=== STATED PROBLEM ===
Render every one of the rows below as a JSON list of strings, one string for each line, and leave out any blank lines.

=== EXTRACTED RECORDS ===
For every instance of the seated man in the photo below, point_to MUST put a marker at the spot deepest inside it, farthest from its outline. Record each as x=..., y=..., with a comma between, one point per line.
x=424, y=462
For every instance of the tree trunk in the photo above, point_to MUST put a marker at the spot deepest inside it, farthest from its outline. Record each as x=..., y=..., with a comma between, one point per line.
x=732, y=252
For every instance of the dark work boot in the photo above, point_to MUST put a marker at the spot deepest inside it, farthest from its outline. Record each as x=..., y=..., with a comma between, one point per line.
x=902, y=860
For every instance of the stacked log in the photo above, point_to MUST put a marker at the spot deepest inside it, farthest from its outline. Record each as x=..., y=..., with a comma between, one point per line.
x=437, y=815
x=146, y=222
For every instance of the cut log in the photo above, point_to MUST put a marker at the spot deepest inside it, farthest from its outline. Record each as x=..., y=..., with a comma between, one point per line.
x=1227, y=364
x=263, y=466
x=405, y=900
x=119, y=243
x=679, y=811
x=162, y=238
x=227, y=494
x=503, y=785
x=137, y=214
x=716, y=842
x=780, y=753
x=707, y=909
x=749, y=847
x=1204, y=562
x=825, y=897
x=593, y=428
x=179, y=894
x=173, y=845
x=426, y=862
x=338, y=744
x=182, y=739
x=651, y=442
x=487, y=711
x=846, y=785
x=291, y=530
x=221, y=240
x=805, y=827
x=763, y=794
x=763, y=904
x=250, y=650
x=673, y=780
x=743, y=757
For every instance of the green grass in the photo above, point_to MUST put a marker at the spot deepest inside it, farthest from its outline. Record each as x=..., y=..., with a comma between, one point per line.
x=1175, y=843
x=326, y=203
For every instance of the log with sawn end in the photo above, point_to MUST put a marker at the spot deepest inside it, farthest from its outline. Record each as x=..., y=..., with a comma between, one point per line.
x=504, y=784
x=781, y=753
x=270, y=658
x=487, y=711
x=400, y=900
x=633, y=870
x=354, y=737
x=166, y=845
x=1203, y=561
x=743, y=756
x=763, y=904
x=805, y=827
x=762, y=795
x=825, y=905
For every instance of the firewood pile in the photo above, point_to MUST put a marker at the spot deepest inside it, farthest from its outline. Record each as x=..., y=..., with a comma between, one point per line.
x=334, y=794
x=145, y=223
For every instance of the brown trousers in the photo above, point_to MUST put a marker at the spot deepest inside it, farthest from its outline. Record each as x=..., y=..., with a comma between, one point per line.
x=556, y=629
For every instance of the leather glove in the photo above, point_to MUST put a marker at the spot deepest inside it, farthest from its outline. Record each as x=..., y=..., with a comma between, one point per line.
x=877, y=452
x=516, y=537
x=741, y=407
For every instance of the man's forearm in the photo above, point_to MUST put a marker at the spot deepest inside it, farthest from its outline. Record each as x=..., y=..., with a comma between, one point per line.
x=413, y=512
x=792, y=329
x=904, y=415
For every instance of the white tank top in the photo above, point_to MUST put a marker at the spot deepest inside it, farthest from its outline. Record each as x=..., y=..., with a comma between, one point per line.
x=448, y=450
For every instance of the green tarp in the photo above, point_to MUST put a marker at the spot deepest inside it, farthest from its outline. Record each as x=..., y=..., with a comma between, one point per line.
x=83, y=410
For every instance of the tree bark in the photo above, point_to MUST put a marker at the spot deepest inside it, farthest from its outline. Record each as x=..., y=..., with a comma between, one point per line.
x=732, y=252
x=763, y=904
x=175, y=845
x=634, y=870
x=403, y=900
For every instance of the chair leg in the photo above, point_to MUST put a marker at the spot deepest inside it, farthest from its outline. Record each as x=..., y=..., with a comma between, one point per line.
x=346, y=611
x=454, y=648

=== CORRECT RESPONSE ===
[
  "For every instance of the seated man in the photo below, point_to MUST put a marker at the spot deepest inside it, farthest from its outline. Record each as x=..., y=..., with a comma between, one point per line.",
  "x=424, y=462",
  "For every instance of the tree trunk in the photo above, point_to MUST put a marker at the spot deepest inside it, farthest from its outline. Record each as x=..., y=..., with a comma between, one point per line.",
  "x=732, y=252",
  "For every instance of the dark work boot in the photo above, point_to MUST put a marker at the spot deepest inside it, farthest from its outline. Record each as x=..., y=..., with a comma between, one point per line.",
  "x=902, y=860",
  "For every instance of the stacked log in the photo above, point_to MUST put a marker at the spot deepest inside it, farthest from its outline. Record each as x=..., y=..., with a comma between, one point per line.",
  "x=437, y=815",
  "x=146, y=222",
  "For every instance of the cut log in the photo above, point_to MUST put a marker at the spot deepest inside it, farthest from its outline. Record each as x=..., y=..., with a comma between, one point per line.",
  "x=1227, y=364",
  "x=263, y=466",
  "x=405, y=900",
  "x=119, y=243",
  "x=679, y=811",
  "x=162, y=238",
  "x=227, y=494",
  "x=503, y=785",
  "x=137, y=214",
  "x=716, y=842",
  "x=780, y=753",
  "x=707, y=909",
  "x=749, y=847",
  "x=1204, y=562",
  "x=825, y=897",
  "x=593, y=428",
  "x=179, y=894",
  "x=173, y=845",
  "x=426, y=862",
  "x=338, y=744",
  "x=182, y=739",
  "x=651, y=442",
  "x=487, y=711",
  "x=846, y=785",
  "x=291, y=530",
  "x=221, y=240",
  "x=805, y=827",
  "x=763, y=794",
  "x=763, y=904",
  "x=250, y=650",
  "x=673, y=780",
  "x=743, y=757",
  "For every instance of the green grass in the photo above, point_to MUST put a marker at the spot deepest inside it, farthest from its outline. Record each as x=..., y=..., with a comma between, one point per line.",
  "x=1175, y=843",
  "x=326, y=203",
  "For every instance of the log with sawn end in the photo above, point_to MUST put a marker at the spot deepest inside it, farthest from its outline. Record each as x=..., y=..., with a comma between, one point per line.",
  "x=504, y=784",
  "x=781, y=753",
  "x=270, y=658",
  "x=487, y=711",
  "x=400, y=900",
  "x=633, y=870",
  "x=354, y=737",
  "x=166, y=845",
  "x=1203, y=561",
  "x=743, y=756",
  "x=763, y=904",
  "x=805, y=827",
  "x=762, y=795",
  "x=825, y=905",
  "For every instance of the firewood pile in the photo above, point_to MUST put a marker at the spot deepest inside it, farthest from its outline. Record each as x=..., y=..., with a comma between, one point per line.",
  "x=334, y=794",
  "x=145, y=223",
  "For every instance of the brown trousers in the photo above, point_to MUST put a marker at the spot deepest inside it, farthest from its outline. Record each as x=..., y=..., with a comma between, one point per line.",
  "x=556, y=629",
  "For every instance of the leather glove in the photo above, point_to MUST put a marker at the spot deepest inside it, farthest from its outline. Record each as x=..., y=..., with a comma between, one point per line.",
  "x=877, y=452",
  "x=516, y=537",
  "x=741, y=407",
  "For every instance of the man's forearm in the photo above, point_to MUST put a marker at the spot deepest inside it, farthest from its outline. Record each as x=..., y=..., with a comma between, one point per line.",
  "x=413, y=512",
  "x=792, y=329",
  "x=904, y=415",
  "For every instance of the white tank top in the photo above, point_to MUST put a marker at the spot deepest inside it, farthest from its outline. Record each as x=..., y=..., with a comma between, one point per line.",
  "x=448, y=450",
  "For every instance of the green tarp in the photo above, point_to MUST put a marker at the spot deepest inside it, farthest from its outline. Record each as x=..., y=..., with a comma between, one point per line.",
  "x=83, y=410",
  "For every instance of the tree bark in the photo above, point_to MUST put a marker at the spot deepest inside it, farthest from its outline. Record each as x=..., y=..., with a comma between, one point per line.",
  "x=732, y=252",
  "x=763, y=904",
  "x=175, y=845",
  "x=634, y=870",
  "x=403, y=900",
  "For every instance of the chair leg in the photo above, point_to MUST put a marker at the spot deepest inside it, farthest from its outline. Record each as x=..., y=..., with a comma between, one point per line.",
  "x=346, y=611",
  "x=454, y=648"
]